Short problem A: In the forum thread about the New Beetle headliner, what did the poster find when trying to clear the drain tubes?

Quoted passage:
-*-*-

# New Beetle Headliner removal - leaks



## 02 TDI Beetle Victim (Feb 18, 2007)

Hi All:
Need help. 02 New Beetle TDi w/sunroof. After rain, rear seats are wet, water residue shows it comes down the inside of the rear side windows, inside the bulkhead, and to the seats. I have tried clearing the drain tubes, but they seem very dry, so I am assuming I need to get into the roof to see what's going on.
Anyone know how to lower the rear half of the headliner to get in there? Anyone have a thread showing the process of headliner removal for a New Beetle? Any constructive advice, links, pics, etc. would be greatly appreciated.
Thanks.


----------



## NB_Turbo1 (Jun 2, 2007)

-*-*-

Recorded data:

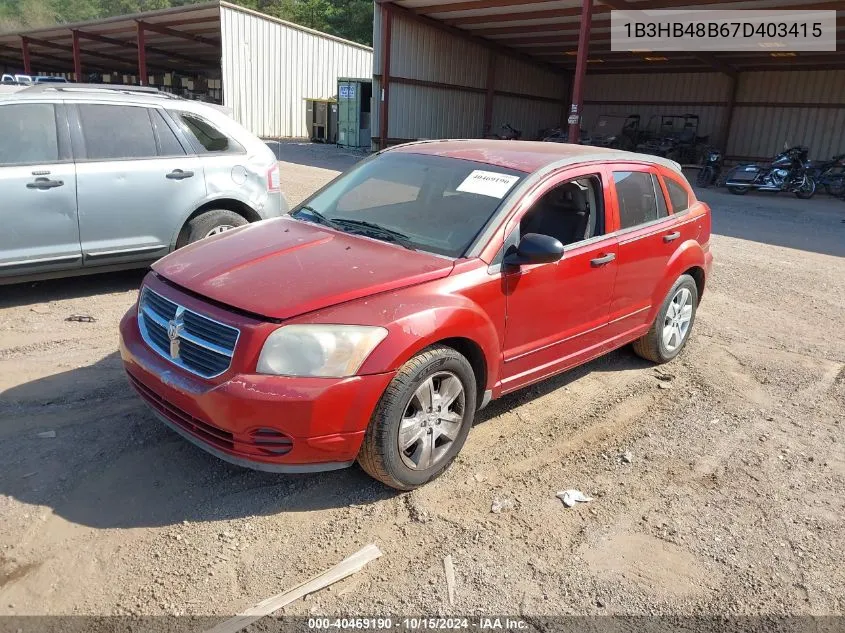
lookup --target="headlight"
[256,325,387,378]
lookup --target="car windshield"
[291,152,525,257]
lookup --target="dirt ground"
[0,146,845,616]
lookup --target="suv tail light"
[267,164,282,191]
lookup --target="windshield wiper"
[331,218,417,251]
[291,206,339,229]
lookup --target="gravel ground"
[0,144,845,616]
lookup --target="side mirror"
[504,233,563,266]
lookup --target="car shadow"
[0,351,648,528]
[264,140,369,171]
[0,268,149,309]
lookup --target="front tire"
[358,345,477,490]
[633,275,698,363]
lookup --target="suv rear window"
[0,103,59,165]
[172,112,244,154]
[78,104,158,160]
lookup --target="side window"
[0,103,59,165]
[663,177,689,213]
[150,109,185,156]
[519,176,604,246]
[613,171,666,229]
[172,112,244,154]
[78,104,158,160]
[651,174,669,218]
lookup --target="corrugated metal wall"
[373,9,568,146]
[584,70,845,159]
[727,70,845,159]
[220,6,373,138]
[583,73,730,146]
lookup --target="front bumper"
[120,308,394,472]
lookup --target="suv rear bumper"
[120,308,394,472]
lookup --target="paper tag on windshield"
[457,169,519,200]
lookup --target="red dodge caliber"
[120,140,712,490]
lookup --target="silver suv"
[0,84,287,284]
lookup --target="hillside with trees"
[0,0,373,45]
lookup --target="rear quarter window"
[663,176,689,213]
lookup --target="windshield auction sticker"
[457,169,519,200]
[610,5,845,51]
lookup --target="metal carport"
[373,0,845,158]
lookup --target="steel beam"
[569,0,593,143]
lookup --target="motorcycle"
[695,148,722,187]
[485,123,522,141]
[807,154,845,197]
[725,146,816,200]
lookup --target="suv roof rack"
[25,82,182,99]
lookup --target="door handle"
[590,253,616,266]
[166,169,194,180]
[26,178,65,191]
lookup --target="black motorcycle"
[695,148,722,187]
[807,154,845,197]
[725,146,816,200]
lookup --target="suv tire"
[182,209,248,246]
[633,275,698,363]
[358,345,477,490]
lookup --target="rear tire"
[633,275,698,364]
[358,345,477,490]
[179,209,248,246]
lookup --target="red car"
[120,140,712,490]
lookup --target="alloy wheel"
[663,288,692,353]
[397,371,466,470]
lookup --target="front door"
[502,168,617,392]
[72,103,206,266]
[0,102,82,277]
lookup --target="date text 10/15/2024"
[308,616,528,631]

-*-*-

Short problem B: Output every line of the records that follow the forum thread above, unchanged, and leave the pictures out.

Expected output A: The drain tubes seemed very dry.

Expected output B:
lookup --target="headlight"
[256,325,387,378]
lookup --target="car windshield"
[291,152,525,257]
lookup --target="dirt ground"
[0,146,845,616]
lookup --target="suv tail light"
[267,164,282,191]
lookup --target="windshield wiper"
[331,218,417,251]
[291,206,339,229]
lookup --target="gravel ground"
[0,144,845,616]
lookup --target="side mirror"
[504,233,563,266]
lookup --target="car shadow"
[0,351,648,528]
[264,140,369,171]
[0,268,149,309]
lookup --target="front tire"
[358,345,477,490]
[633,275,698,363]
lookup --target="suv rear window"
[0,103,59,165]
[172,112,244,154]
[78,104,158,160]
lookup --target="side window"
[0,103,59,165]
[663,177,689,213]
[150,109,185,156]
[519,176,604,246]
[613,171,666,229]
[172,112,244,154]
[78,104,158,160]
[651,174,669,218]
lookup --target="corrugated metal wall"
[373,9,568,146]
[584,70,845,159]
[727,70,845,159]
[220,6,373,138]
[583,73,730,146]
lookup --target="front bumper"
[120,308,394,472]
lookup --target="suv rear bumper"
[120,308,394,472]
lookup --target="paper tag on windshield"
[457,169,519,200]
lookup --target="red dodge caliber"
[120,140,712,490]
lookup --target="silver suv"
[0,84,287,284]
lookup --target="hillside with trees"
[0,0,373,45]
lookup --target="rear quarter window"
[663,176,689,213]
lookup --target="windshield auction sticker"
[457,169,519,200]
[610,5,845,51]
lookup --target="metal carport"
[373,0,845,158]
lookup --target="steel beam"
[569,0,593,143]
lookup --target="motorcycle"
[695,148,722,187]
[485,123,522,141]
[807,154,845,197]
[725,146,816,200]
lookup --target="suv roof rack"
[25,82,182,99]
lookup --target="door handle"
[590,253,616,266]
[166,169,194,180]
[26,178,65,191]
lookup --target="black motorcycle"
[695,148,722,187]
[807,154,845,197]
[725,146,816,200]
lookup --target="suv tire"
[182,209,248,246]
[633,275,698,363]
[358,345,477,490]
lookup --target="rear tire"
[633,275,698,364]
[358,345,477,490]
[179,209,248,246]
lookup --target="red car"
[120,140,712,490]
lookup --target="alloy wheel"
[663,288,692,353]
[397,371,466,470]
lookup --target="front door"
[502,168,617,392]
[72,103,206,266]
[0,102,82,277]
lookup --target="date text 10/15/2024"
[308,616,528,631]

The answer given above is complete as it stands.